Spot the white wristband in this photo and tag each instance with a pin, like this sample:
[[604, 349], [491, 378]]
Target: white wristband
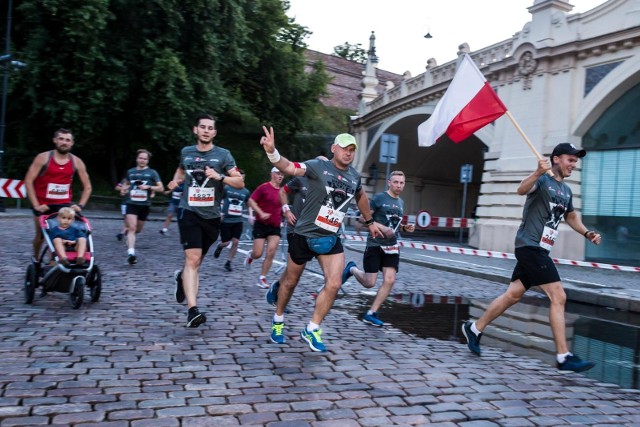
[[274, 157]]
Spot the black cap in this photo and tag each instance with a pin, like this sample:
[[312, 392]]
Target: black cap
[[566, 148]]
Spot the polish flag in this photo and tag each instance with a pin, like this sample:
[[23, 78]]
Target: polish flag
[[469, 104]]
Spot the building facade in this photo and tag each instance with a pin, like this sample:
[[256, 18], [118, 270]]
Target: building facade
[[564, 78]]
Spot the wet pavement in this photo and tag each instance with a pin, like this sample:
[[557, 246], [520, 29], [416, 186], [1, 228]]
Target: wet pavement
[[128, 360]]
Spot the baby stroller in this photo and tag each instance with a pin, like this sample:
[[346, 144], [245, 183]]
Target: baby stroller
[[54, 276]]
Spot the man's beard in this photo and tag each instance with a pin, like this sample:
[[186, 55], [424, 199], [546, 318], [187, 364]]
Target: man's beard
[[63, 150]]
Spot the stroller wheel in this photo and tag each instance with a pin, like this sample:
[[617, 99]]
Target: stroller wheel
[[94, 283], [76, 292], [30, 284]]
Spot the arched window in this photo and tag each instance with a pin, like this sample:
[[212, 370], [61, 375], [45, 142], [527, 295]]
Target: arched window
[[611, 181]]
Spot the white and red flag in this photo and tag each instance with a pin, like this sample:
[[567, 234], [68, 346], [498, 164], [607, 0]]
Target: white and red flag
[[469, 104]]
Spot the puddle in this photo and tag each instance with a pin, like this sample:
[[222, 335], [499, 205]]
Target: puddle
[[609, 337]]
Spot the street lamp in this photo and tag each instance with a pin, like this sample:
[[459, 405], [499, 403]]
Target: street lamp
[[5, 87]]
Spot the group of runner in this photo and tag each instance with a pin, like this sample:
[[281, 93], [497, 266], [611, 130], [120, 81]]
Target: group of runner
[[207, 174]]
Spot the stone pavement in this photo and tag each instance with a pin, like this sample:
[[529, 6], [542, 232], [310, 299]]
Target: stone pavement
[[128, 360]]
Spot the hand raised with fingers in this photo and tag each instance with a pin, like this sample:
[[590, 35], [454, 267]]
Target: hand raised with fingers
[[268, 141]]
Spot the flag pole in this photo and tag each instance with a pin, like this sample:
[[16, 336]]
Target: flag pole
[[513, 120]]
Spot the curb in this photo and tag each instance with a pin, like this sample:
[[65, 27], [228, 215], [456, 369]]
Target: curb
[[575, 292]]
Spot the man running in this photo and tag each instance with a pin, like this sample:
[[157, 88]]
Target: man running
[[234, 201], [331, 186], [205, 169], [49, 179], [549, 200], [138, 187], [265, 203], [382, 254]]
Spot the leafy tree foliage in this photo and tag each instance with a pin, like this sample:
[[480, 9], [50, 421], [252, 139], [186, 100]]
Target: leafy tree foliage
[[127, 74], [352, 52]]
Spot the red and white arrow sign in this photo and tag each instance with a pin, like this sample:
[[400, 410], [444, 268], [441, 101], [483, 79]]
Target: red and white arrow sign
[[13, 188]]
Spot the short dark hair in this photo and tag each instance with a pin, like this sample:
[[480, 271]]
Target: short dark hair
[[203, 116], [62, 130], [142, 150]]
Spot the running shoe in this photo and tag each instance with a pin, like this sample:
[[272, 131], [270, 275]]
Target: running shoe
[[575, 364], [272, 294], [346, 273], [473, 340], [195, 318], [262, 282], [313, 339], [177, 279], [216, 253], [277, 335], [372, 319]]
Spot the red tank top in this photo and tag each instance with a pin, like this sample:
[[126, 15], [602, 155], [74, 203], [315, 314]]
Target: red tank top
[[53, 185]]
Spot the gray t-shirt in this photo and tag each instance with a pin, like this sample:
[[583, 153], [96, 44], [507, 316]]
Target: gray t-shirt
[[545, 207], [387, 210], [234, 203], [298, 188], [138, 177], [329, 192], [202, 195]]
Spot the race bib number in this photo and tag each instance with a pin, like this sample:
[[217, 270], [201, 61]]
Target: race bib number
[[235, 210], [390, 250], [549, 236], [138, 195], [58, 191], [201, 196], [329, 219]]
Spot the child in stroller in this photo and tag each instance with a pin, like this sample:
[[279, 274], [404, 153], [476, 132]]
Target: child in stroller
[[64, 236], [66, 262]]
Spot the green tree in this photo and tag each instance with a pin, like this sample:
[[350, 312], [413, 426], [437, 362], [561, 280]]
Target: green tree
[[125, 74], [352, 52]]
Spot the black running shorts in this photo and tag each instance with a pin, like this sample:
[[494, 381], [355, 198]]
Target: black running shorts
[[534, 267], [197, 232], [262, 231], [374, 259], [300, 252], [230, 230], [142, 212]]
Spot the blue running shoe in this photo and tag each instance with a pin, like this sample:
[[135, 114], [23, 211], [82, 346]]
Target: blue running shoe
[[372, 319], [346, 273], [313, 339], [277, 335], [177, 279], [272, 294], [473, 340], [195, 318], [575, 364]]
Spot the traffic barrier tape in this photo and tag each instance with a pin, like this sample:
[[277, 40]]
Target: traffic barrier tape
[[12, 188], [502, 255]]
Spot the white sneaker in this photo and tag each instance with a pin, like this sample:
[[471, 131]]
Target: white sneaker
[[262, 283], [247, 261]]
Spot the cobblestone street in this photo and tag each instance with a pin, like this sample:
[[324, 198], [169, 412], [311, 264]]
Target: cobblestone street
[[129, 360]]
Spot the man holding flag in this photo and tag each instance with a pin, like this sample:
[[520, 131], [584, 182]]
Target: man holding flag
[[468, 105], [549, 200]]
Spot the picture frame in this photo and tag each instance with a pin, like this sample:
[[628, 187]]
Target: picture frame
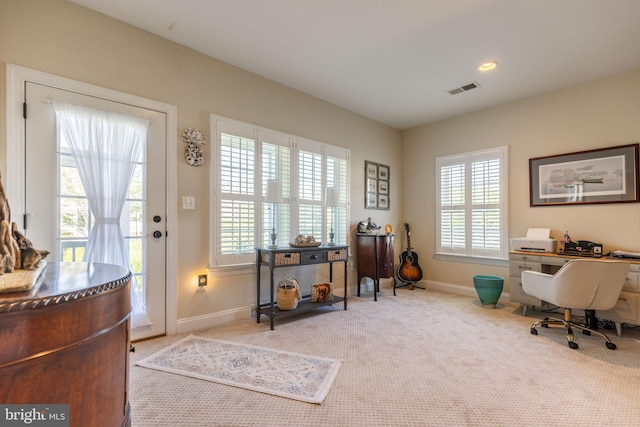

EXERCISE
Transcribe exactly, with no pictures, the lines running from the first line of the material through the line holding "Spot the building".

WRITTEN ANSWER
Spot the white wristband in this photo and tag each instance with a pin, like this sample:
[[604, 349], [491, 378]]
Target: white wristband
[[274, 157]]
Spot the black cap in this photo and tag each instance with a pin, like this sample:
[[312, 392]]
Target: black cap
[[566, 148]]
Spot the polish flag in this photo and tag each instance with a pin, like this sample:
[[23, 78]]
Target: polish flag
[[469, 104]]
Spot the building facade in this photo and tag each instance with a pin, like this sample:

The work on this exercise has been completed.